#### KUTIPAN TEKS:
▼▼▼

Home » Tanya Dhamma

Bagaimana ‘Sang Objek’ Menerima Pelimpahan Jasa?

29 September 2005 No Comment

Saya ingin menanyakan tentang pelimpahan jasa. Jika kita melakukan perbuatan baik, kemudian melimpahkan jasa dengan membaca paritta dalam hati dan menyebut nama si almarhum, bagaimana si almarhum bisa tahu bahwa kita melakukan pelimpahan jasa untuknya? Juga bagaimana jika ia semasa hidupnya tidak megerti tentang paritta yang saya bacakan itu atau tentang pelimpahan jasa itu sendiri?

Ersy, Jakarta Barat

Jawaban dari Y.M. Bhikkhu Uttamo:

Namo Buddhaya,
Apabila almarhum terlahir di alam paradatupajivika peta, maka ia akan bisa menerima pelimpahan jasa yang dikirimkan. Penerimaan ini tidak tergantung dengan bahasa yang kita gunakan maupun cara mengespresikan, baik diucapkan di dalam hati maupun diucapkan keras-keras. Karena dalam ‘komunikasi’ semacam ini, mahluk tersebut lebih mementingkan ‘gelombang pikiran’ yang berisikan niat baik kita daripada cara maupun bahasa yang digunakan untuk mengekspresikan pikiran tersebut.

▲▲▲

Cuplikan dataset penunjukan
▼▼▼

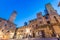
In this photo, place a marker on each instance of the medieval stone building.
(43, 26)
(7, 27)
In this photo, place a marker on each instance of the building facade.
(43, 26)
(7, 27)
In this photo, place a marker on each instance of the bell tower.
(13, 16)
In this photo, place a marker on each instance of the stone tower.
(13, 16)
(54, 17)
(40, 19)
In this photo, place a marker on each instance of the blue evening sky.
(26, 9)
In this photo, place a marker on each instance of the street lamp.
(1, 34)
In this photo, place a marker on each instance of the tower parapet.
(13, 16)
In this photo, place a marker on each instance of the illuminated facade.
(43, 26)
(46, 26)
(7, 27)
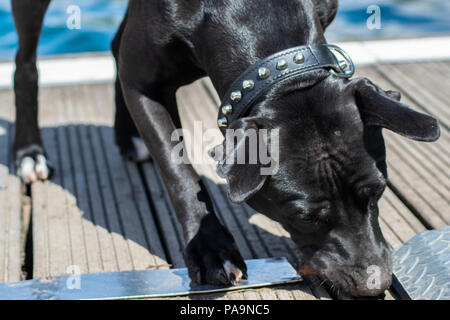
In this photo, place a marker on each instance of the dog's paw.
(207, 264)
(33, 168)
(137, 151)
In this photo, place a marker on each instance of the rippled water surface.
(100, 18)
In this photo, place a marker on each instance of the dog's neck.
(237, 47)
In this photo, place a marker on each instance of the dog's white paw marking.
(233, 272)
(41, 167)
(30, 170)
(142, 152)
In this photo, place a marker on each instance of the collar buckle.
(346, 66)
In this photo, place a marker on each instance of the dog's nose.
(371, 285)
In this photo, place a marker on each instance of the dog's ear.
(237, 162)
(383, 109)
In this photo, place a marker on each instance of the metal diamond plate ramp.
(422, 265)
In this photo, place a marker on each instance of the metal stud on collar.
(282, 64)
(227, 109)
(263, 73)
(222, 122)
(248, 85)
(236, 96)
(299, 58)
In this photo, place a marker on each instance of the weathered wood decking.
(102, 213)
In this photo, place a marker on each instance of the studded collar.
(278, 67)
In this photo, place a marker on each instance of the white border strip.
(76, 69)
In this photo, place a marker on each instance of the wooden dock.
(102, 213)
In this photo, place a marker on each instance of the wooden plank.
(173, 237)
(135, 216)
(418, 92)
(86, 209)
(10, 197)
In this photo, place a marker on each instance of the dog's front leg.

▲▲▲

#### TUGAS:
(1) Menurut teks tentang pelimpahan jasa, di alam mana almarhum harus terlahir agar dapat menerima pelimpahan jasa yang dikirimkan?
(2) Lanjutkan teks tentang pelimpahan jasa mulai setelah kalimat terakhir yang ditampilkan.

#### JAWABAN SETIAP TUGAS:
(1) Di alam paradatupajivika peta.

(2)
Jawaban dari Selamat Rodjali:

Namo Buddhaya,
Almarhum belum tentu mengetahui perbuatan kita. Ini sepenuhnya tergantung Almarhum, di alam apa dia tumimbal lahir dan di mana serta sebagai mahluk apa. Bila almarhum tumimbal lahir sebagai binatang, mahluk neraka, nijjhamatanhika peta, manusia yang tidak ingat kehidupan lampaunya, mahluk asannasatta, arupa brahma, maka ia tidak akan tahu bahwa pelimpahan jasa itu ditujukan untuknya.

Prinsip pelimpahan jasa sebenarnya prinsip batin. Mirip seperti seorang dewasa melihat seorang anak kecil menyeberangkan seorang nenek-nenek (anggaplah ketiganya berbahasa yang berbeda). Orang dewasa itu terinspirasi perbuatan baik anak itu sehingga muncul mudita citta (pikiran simpati atas kebaikan mahluk lain). Mudita citta orang dewasa ini akan mengkondisikan kebahagiaan baginya. Di dalam perumpamaan ini, bisa saja ada kasus di mana orang dewasa yang melihat tindakan anak kecil itu tidak muncul mudita cittanya. Untuk kasus ini, orang dewasa itu tidak mendapatkan manfaat apapun.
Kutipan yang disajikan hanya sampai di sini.